━━━ Selected extract ━━━

R v MHRT, ex p Hall  EWHC Admin 351
The summary below has been supplied by Kris Gledhill, Editor of the Mental Health Law Reports. The full report can be purchased from Southside Online Publishing (if there is a "file not found" error, it means this particular report is not yet available online). More similar case summaries from the year 1999 are available here: MHLR 1999.
Identifying the aftercare authority obliged to put arrangements in place - R v (1) The Mental Health Review Tribunal (2) Torfaen County Borough Council (3) Gwent Health Authority ex p Russell Hall  MHLR 49
Points Arising: The provisions of s117 Mental Health Act 1983 are designed to ensure that there is always an aftercare authority, being the place where the patient resided before detention or, if there was no such residence, the place where the patient was to be sent on release; the duty as to aftercare included the provision of information to a Tribunal and so arose before discharge.

━━━

→ **Assigned task 1**:
Answer these questions from the aftercare case summary.
(a) Who supplied the summary?
(b) Under s117 Mental Health Act 1983, which place is the aftercare authority when the patient had no residence before detention?
(c) Which county borough council is named as a party in the case?
→ **Assigned task 2**:
Continue the aftercare case summary from its last sentence.
The listing that follows this case summary was drawn from a separate source.

━━━ Raw data ━━━

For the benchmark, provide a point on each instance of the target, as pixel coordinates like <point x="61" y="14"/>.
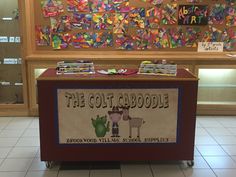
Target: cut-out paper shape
<point x="176" y="37"/>
<point x="230" y="16"/>
<point x="81" y="21"/>
<point x="51" y="8"/>
<point x="62" y="24"/>
<point x="142" y="39"/>
<point x="230" y="2"/>
<point x="153" y="17"/>
<point x="193" y="15"/>
<point x="160" y="38"/>
<point x="60" y="41"/>
<point x="83" y="40"/>
<point x="42" y="35"/>
<point x="102" y="39"/>
<point x="229" y="39"/>
<point x="124" y="42"/>
<point x="169" y="14"/>
<point x="212" y="35"/>
<point x="77" y="5"/>
<point x="120" y="23"/>
<point x="101" y="6"/>
<point x="137" y="17"/>
<point x="156" y="2"/>
<point x="192" y="36"/>
<point x="103" y="21"/>
<point x="121" y="5"/>
<point x="217" y="14"/>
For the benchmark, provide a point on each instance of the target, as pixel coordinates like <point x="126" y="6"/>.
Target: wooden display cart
<point x="69" y="105"/>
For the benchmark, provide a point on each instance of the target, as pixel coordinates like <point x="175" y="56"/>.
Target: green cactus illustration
<point x="101" y="125"/>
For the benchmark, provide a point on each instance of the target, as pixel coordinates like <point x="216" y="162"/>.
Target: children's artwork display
<point x="193" y="15"/>
<point x="134" y="24"/>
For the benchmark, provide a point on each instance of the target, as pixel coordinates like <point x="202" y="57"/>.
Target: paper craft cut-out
<point x="77" y="5"/>
<point x="81" y="21"/>
<point x="102" y="39"/>
<point x="120" y="23"/>
<point x="137" y="17"/>
<point x="51" y="8"/>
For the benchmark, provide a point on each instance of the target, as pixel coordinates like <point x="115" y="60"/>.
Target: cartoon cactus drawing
<point x="101" y="125"/>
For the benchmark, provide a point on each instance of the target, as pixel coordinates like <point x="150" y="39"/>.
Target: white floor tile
<point x="225" y="172"/>
<point x="229" y="149"/>
<point x="28" y="141"/>
<point x="225" y="140"/>
<point x="74" y="173"/>
<point x="205" y="140"/>
<point x="12" y="174"/>
<point x="15" y="165"/>
<point x="218" y="131"/>
<point x="167" y="171"/>
<point x="135" y="170"/>
<point x="33" y="132"/>
<point x="23" y="152"/>
<point x="198" y="173"/>
<point x="105" y="173"/>
<point x="8" y="142"/>
<point x="38" y="165"/>
<point x="11" y="133"/>
<point x="42" y="174"/>
<point x="211" y="150"/>
<point x="4" y="151"/>
<point x="220" y="162"/>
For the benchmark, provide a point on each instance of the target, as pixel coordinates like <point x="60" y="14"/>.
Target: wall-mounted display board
<point x="151" y="25"/>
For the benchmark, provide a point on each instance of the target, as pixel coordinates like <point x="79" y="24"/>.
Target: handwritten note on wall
<point x="210" y="46"/>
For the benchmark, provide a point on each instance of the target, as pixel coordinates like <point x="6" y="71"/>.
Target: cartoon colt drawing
<point x="134" y="122"/>
<point x="115" y="116"/>
<point x="101" y="128"/>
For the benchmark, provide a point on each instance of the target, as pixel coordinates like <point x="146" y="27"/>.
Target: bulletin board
<point x="133" y="25"/>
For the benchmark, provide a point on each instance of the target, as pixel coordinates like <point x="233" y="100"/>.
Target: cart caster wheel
<point x="190" y="163"/>
<point x="49" y="164"/>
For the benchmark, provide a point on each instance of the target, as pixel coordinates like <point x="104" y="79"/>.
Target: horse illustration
<point x="134" y="122"/>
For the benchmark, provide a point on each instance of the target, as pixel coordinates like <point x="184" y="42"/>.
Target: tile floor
<point x="215" y="153"/>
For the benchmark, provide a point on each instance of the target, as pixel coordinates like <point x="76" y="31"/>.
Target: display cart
<point x="84" y="117"/>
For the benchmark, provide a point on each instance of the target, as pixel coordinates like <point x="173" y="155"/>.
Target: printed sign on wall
<point x="92" y="116"/>
<point x="193" y="15"/>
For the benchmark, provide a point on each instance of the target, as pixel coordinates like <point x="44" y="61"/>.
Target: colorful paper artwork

━━━

→ **Answer space 1**:
(a) Kris Gledhill, Editor of the Mental Health Law Reports.
(b) The place where the patient was to be sent on release.
(c) Torfaen County Borough Council.

→ **Answer space 2**:
Facts and Outcome: H was a restricted patient, having been found not guilty of manslaughter by reason of insanity in 1991; at the time, he lived in Torfaen. A conditional discharge was granted by a Tribunal in February 1997, the conditions including residence (which was to be away from the place of the index offence) and supervision in Gwent. A dispute as to who was responsible for the aftercare meant that the conditions had not been met by the time of the next Tribunal, which imposed a conditional discharge with more stringent conditions (indicating that he should reside further away from the location of the index offence, and setting requirements that the supervising psychiatrist and social worker have forensic expertise). In judicial review proceedings it was held that s117 MHA 1983 required Torfaen, as the place where H had been resident before detention, to make the arrangements required on discharge, including by obtaining services from another authority, and prevent any impasse by ensuring the referral of the case back to the Tribunal; it was also noted that the aftercare duty included the provision of information to the Tribunal and so arose before discharge. Gwent also failed to provide adequate information in advance of the hearing or to take adequate steps by way of implementation. (A finding that the Tribunal had erred by imposing conditions that would not be implemented was overturned on appeal.)